• [Selected text]:
^^^^^^^^
On the right is a photo of a bus machine-gunned by American troops. It was apparently
carrying members of the Republican Guard. All but one of those on the bus were killed,
apparently without an opportunity to surrender. The foreground is littered with corpses.
The war has gone terribly wrong. So far, the
consequences are fairly minor for Bush and Blair; losses
on their side are probably still below 100, and the Iraqi casualties,
surely far higher, are still much less than in the first week
(and also the final week) of the 1991 invasion.
Bush has reason to be concerned, as events did not bear out predictions of local
uprisings and easy victory. The ground forces know they're spread thin,
with long supply lines through a territory they don't control.
They need 15 million gallons of fuel every day, all of which comes
up from Kuwait in tankers. Their forces are considerably
outnumbered by the Iraqis, and now there's word that young
men throughout the Moslem world are volunteering to fight
for Iraq. They're apparently crossing in from Syria. A recent suicide attack
killed several Americans, with threats from Baghdad of much worse to come.
As always, truth was the first casualty of war, of this war especially, in
which Bush is keeping near-total control of news media covering the war from
the American side. Bush, however, never reckoned on al-Jazeera
to tell the truth.
I didn't really realize until Friday night that Bush and Blair have been
lying right along about the really big stuff. Basra was never
in their hands, and certainly is not now. Most of what you are hearing
in the Western press is censored; much of what Bush says is an outright lie.
He and his administration prefer secrecy to truth.
Administration leaders, Rumsfeld in particular,
have harbored delusions that made it
much easier for them to go to war, and to go with only a light force.
The greatest delusion was that the Iraqis
would welcome American and British troops as they turned against Saddam.
This certainly did not occur spontaneously as had apparently been expected.
Will it in the future? Can anyone really say?
The Shia in the south were expected to support the USA/UK
as soon as "Shock and Awe" started. Rumsfeld and Powell must have neglected to
remind Bush that his father had promised these self-same folks protection
after the last war. He did not redeem his promise, and Saddam massacred them.
I haven't a clue what's going on in the north except that
it looks very dangerous, with a four-handed game in progress:
Turkey, Kurdistan, Iraq, USA/UK. There's plenty of opportunity for
mischief with so many players who hate each other.
The embogment is now in progress, with a force doubling
in "just a few weeks." This also may prove insufficient, depending on the number
of Moslems streaming in from neighboring countries to join the jihad.
So, in the midst of this stalemate, I offer George Bush for consideration the
following exit strategy:
The USA withdraws from Iraq and announces:
Bush had better have an exit strategy at least as effective as this.
- The war is won
- Our troops are coming home
- Democracy has been brought to the Iraqis
- Escrowed oil revenues are being used to rebuild Iraq
- The Brits stayed behind to help out
- We left Saddam in charge
Some Quotes and Links
You may find the following quotes informative; the links are to my source. In a few cases where confusion might
arise, I have added ellipses where paragraphs have been deleted; in other cases not.
^^^^^^^^
• [Set problem A]:
Find every line in the listing that contains the string "flower". Case counts.

• [Data section]:
^^^^^^^^
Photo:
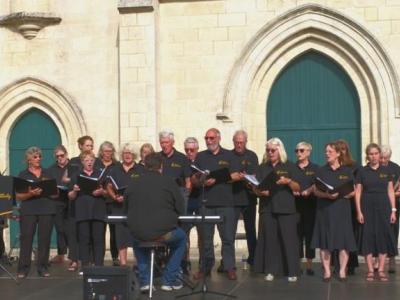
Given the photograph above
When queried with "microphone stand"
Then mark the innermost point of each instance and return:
(204, 288)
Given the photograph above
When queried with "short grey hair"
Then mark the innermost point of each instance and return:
(166, 134)
(31, 151)
(239, 132)
(191, 140)
(386, 151)
(128, 148)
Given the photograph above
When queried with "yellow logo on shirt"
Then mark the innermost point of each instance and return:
(223, 163)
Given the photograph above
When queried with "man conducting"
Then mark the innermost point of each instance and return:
(152, 204)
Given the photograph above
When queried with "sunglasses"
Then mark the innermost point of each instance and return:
(300, 150)
(209, 138)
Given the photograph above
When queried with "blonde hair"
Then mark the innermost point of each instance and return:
(128, 148)
(281, 149)
(31, 151)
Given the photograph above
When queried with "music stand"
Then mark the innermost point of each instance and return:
(204, 288)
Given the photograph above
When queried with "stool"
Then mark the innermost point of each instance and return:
(152, 245)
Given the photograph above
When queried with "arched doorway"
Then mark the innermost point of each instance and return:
(33, 128)
(313, 99)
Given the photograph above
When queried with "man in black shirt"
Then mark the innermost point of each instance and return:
(245, 201)
(153, 204)
(58, 171)
(175, 163)
(219, 202)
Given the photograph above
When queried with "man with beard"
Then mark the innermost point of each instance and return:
(219, 202)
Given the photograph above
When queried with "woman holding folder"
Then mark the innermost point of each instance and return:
(119, 178)
(277, 251)
(376, 212)
(36, 211)
(90, 210)
(333, 228)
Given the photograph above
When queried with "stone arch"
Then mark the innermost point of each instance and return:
(313, 27)
(24, 94)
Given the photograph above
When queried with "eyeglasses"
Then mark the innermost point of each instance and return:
(210, 138)
(300, 150)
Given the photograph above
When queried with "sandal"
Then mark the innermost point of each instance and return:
(382, 276)
(73, 267)
(370, 276)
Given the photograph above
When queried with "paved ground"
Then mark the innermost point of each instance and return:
(64, 285)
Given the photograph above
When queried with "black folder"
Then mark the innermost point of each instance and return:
(221, 175)
(6, 195)
(119, 189)
(48, 186)
(87, 184)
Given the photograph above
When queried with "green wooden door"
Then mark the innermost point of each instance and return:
(314, 100)
(34, 128)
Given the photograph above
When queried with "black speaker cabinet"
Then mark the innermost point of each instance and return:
(110, 283)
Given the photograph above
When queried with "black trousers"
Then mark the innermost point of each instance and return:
(91, 232)
(72, 233)
(113, 240)
(305, 229)
(226, 231)
(60, 223)
(282, 244)
(28, 225)
(249, 219)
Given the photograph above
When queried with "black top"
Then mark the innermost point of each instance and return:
(88, 207)
(374, 181)
(58, 172)
(37, 205)
(336, 177)
(176, 167)
(246, 162)
(394, 169)
(281, 199)
(217, 194)
(152, 204)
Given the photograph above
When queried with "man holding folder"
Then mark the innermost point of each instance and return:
(218, 192)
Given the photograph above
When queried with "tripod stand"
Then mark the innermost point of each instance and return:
(204, 288)
(3, 225)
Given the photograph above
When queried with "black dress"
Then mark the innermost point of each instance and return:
(376, 234)
(333, 228)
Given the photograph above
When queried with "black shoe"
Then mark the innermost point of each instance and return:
(310, 272)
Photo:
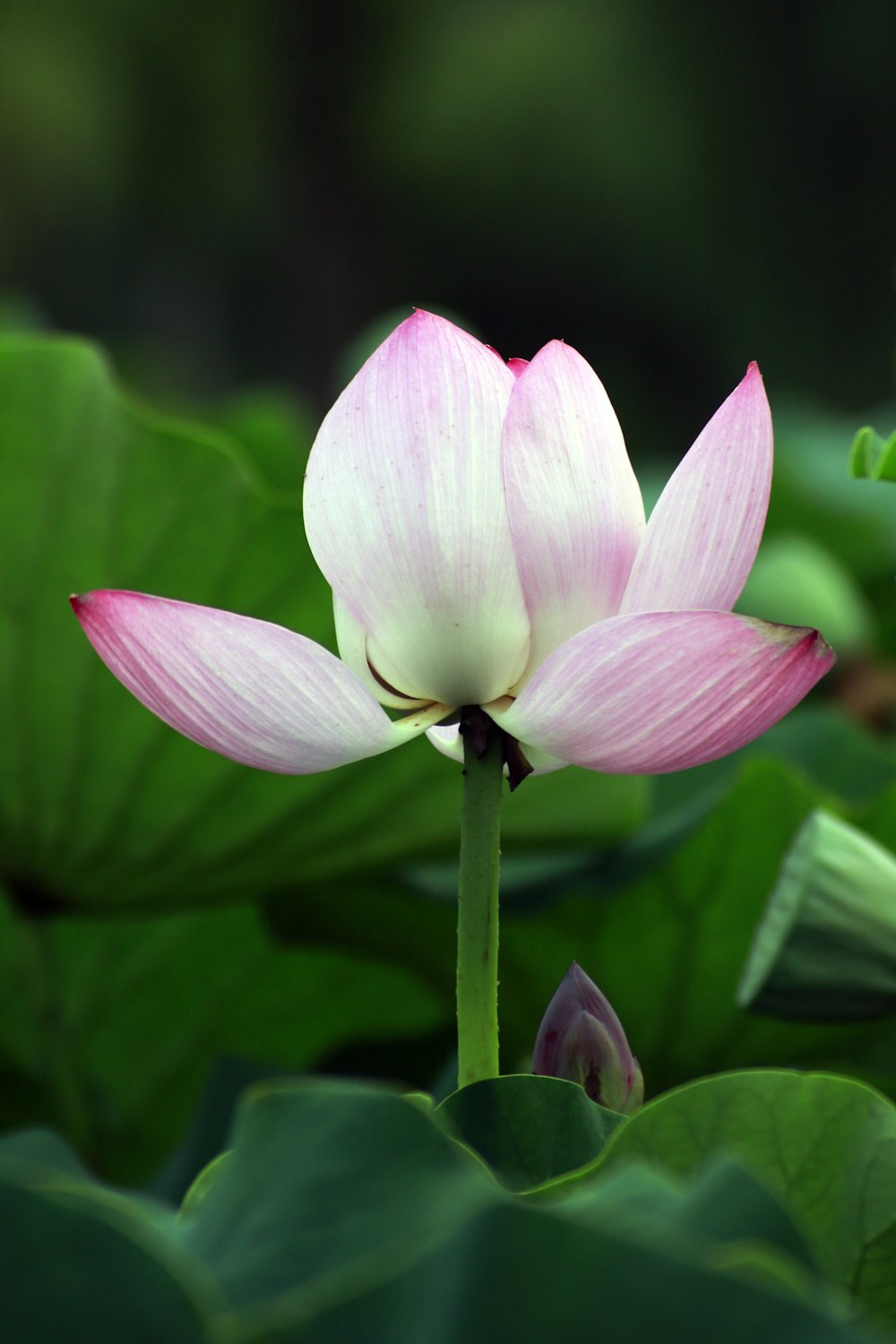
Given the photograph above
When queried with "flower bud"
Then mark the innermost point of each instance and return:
(826, 946)
(582, 1039)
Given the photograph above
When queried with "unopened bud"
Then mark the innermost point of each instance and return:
(582, 1039)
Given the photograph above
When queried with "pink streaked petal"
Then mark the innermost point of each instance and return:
(575, 507)
(406, 516)
(664, 691)
(705, 529)
(249, 690)
(447, 741)
(351, 640)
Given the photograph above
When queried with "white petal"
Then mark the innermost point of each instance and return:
(664, 691)
(705, 529)
(575, 507)
(406, 515)
(246, 688)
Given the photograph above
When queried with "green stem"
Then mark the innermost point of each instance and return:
(477, 922)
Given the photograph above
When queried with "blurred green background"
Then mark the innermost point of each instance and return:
(228, 193)
(237, 201)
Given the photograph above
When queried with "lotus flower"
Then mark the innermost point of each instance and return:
(485, 540)
(582, 1039)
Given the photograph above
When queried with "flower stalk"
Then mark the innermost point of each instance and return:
(477, 922)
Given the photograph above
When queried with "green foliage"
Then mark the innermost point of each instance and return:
(825, 1147)
(528, 1129)
(109, 1023)
(344, 1212)
(874, 456)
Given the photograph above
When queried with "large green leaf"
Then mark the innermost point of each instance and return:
(528, 1129)
(344, 1214)
(823, 1145)
(77, 1265)
(330, 1187)
(669, 949)
(116, 1023)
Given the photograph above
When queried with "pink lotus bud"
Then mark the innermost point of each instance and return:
(582, 1039)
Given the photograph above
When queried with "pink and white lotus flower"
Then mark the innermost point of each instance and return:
(485, 540)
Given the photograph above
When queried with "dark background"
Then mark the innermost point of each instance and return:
(228, 194)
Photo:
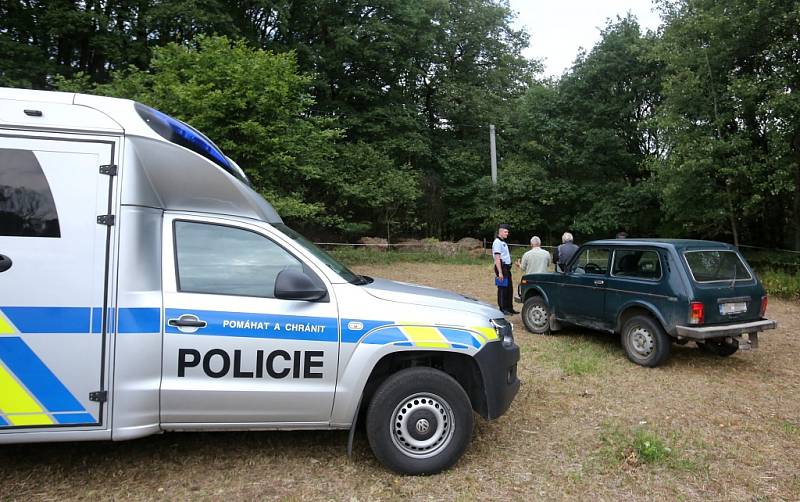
^^^^^^^^
• [Set problem B]:
List every statement the USA would announce under the exit strategy proposed in the piece on the Iraq war.

• [Exercise answer A]:
When queried with "flower bud"
When queried with "lotus flower"
When queried with "flower stalk"
When queried with "pink and white lotus flower"

• [Exercise answer B]:
- The war is won
- Our troops are coming home
- Democracy has been brought to the Iraqis
- Escrowed oil revenues are being used to rebuild Iraq
- The Brits stayed behind to help out
- We left Saddam in charge